_PROMPT_
Copy out, character for character, the lines from the beginning of the segmentation data through the line containing "218 27 L 217", including both of these lines.

== DATA SUPPLIED ==

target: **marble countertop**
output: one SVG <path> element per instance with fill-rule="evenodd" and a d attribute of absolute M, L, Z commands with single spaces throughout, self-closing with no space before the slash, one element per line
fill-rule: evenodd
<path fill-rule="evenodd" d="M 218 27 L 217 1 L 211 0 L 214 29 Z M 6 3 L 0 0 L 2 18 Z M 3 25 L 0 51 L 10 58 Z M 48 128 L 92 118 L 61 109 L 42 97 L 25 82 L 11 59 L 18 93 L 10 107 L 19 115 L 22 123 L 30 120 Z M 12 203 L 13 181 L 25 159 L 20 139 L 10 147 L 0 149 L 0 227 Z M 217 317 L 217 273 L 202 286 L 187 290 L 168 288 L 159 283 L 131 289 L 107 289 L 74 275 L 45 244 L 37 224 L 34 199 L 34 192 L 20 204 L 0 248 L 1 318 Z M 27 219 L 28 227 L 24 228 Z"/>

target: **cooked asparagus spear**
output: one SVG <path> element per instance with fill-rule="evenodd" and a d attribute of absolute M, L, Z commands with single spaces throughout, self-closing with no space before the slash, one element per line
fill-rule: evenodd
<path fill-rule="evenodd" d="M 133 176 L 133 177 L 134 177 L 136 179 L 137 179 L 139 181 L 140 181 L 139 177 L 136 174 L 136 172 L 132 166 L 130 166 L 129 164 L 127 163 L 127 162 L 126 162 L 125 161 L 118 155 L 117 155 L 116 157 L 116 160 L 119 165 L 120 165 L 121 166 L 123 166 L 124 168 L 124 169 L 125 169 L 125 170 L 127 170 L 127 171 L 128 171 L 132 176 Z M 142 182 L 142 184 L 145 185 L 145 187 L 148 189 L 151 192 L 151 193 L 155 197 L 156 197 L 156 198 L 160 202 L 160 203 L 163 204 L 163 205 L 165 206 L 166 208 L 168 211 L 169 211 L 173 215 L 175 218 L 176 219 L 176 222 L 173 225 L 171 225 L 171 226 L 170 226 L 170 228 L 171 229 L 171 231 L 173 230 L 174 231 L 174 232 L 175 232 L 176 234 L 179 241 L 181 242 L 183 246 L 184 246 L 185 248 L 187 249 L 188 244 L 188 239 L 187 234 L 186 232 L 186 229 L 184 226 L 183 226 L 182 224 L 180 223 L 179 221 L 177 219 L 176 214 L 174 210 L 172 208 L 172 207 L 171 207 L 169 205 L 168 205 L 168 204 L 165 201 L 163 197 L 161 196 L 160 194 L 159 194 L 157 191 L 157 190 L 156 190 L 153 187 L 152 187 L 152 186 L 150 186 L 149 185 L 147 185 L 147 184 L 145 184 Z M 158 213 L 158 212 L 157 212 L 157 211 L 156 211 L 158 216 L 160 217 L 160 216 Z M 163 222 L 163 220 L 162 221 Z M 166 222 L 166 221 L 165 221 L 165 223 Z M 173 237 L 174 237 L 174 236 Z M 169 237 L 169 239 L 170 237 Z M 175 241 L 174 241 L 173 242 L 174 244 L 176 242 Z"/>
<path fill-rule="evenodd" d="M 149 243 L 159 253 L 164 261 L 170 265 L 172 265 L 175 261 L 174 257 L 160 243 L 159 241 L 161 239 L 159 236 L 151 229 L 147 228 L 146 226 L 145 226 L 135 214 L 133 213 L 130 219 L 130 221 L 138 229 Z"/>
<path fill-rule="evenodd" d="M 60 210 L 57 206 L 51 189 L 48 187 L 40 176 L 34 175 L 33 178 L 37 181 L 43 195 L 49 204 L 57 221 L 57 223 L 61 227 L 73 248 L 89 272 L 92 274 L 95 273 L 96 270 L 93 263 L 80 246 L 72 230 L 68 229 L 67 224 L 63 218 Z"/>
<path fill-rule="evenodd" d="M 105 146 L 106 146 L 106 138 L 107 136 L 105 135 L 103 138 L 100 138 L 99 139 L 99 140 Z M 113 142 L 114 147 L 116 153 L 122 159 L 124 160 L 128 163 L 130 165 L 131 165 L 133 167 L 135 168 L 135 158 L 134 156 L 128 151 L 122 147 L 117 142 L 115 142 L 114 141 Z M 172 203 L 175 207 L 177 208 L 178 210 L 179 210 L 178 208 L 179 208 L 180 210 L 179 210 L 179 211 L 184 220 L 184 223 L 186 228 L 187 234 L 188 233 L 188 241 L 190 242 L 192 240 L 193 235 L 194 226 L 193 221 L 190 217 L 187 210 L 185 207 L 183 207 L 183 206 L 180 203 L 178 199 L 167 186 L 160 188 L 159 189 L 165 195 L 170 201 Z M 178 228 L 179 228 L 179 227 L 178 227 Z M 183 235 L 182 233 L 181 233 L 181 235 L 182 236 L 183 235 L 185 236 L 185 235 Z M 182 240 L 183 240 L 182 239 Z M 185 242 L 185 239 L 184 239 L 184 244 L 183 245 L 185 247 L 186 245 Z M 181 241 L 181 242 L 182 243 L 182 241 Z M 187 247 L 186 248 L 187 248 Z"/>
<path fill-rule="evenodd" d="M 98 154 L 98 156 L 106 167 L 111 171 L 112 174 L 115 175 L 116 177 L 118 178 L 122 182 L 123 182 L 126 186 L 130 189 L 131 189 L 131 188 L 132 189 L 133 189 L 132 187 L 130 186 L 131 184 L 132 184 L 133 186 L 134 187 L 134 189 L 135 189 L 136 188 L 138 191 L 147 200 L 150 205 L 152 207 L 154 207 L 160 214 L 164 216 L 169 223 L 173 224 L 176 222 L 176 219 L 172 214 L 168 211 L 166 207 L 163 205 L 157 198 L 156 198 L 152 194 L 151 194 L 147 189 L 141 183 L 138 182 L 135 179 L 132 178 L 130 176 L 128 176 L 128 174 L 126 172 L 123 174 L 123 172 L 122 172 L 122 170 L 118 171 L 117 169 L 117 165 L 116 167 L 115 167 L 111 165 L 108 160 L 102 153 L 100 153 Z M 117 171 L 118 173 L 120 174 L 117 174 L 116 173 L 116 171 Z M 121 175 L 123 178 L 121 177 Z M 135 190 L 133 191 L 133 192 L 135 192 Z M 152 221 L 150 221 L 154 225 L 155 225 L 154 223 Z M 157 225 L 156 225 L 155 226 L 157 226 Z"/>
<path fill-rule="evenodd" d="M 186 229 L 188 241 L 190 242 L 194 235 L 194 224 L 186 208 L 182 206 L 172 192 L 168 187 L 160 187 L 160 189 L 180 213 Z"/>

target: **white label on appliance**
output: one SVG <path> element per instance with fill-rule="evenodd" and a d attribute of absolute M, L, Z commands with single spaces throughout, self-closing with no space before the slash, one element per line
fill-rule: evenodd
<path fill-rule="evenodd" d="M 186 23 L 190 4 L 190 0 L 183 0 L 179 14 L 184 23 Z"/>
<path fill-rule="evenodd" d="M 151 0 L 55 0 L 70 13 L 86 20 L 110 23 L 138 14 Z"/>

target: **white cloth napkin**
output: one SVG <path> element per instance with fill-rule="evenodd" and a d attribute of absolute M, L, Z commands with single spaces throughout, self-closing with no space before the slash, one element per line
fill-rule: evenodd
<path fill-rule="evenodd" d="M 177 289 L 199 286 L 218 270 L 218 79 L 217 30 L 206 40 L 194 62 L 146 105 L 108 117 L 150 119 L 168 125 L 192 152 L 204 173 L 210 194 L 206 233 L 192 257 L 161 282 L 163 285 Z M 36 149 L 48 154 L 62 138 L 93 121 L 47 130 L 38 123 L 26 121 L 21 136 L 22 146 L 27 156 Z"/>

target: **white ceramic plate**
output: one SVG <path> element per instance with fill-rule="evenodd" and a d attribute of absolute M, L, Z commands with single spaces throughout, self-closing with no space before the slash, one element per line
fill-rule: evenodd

===

_SOLUTION_
target: **marble countertop**
output: one SVG <path> element per instance with fill-rule="evenodd" and a d attribute of absolute M, L, Z commands with single spaces throughout, self-closing with no space before the slash, one element per line
fill-rule: evenodd
<path fill-rule="evenodd" d="M 218 27 L 217 1 L 211 0 L 214 29 Z M 6 3 L 0 0 L 2 18 Z M 3 25 L 0 51 L 10 58 Z M 48 128 L 92 118 L 61 109 L 42 97 L 25 82 L 11 59 L 18 93 L 10 107 L 19 115 L 22 123 L 30 120 Z M 12 203 L 13 181 L 25 159 L 20 139 L 10 147 L 0 149 L 0 227 Z M 217 317 L 217 273 L 202 286 L 187 290 L 168 288 L 159 283 L 131 289 L 107 289 L 74 275 L 45 244 L 37 224 L 34 199 L 34 192 L 20 204 L 0 248 L 1 318 Z M 27 219 L 28 227 L 24 228 Z"/>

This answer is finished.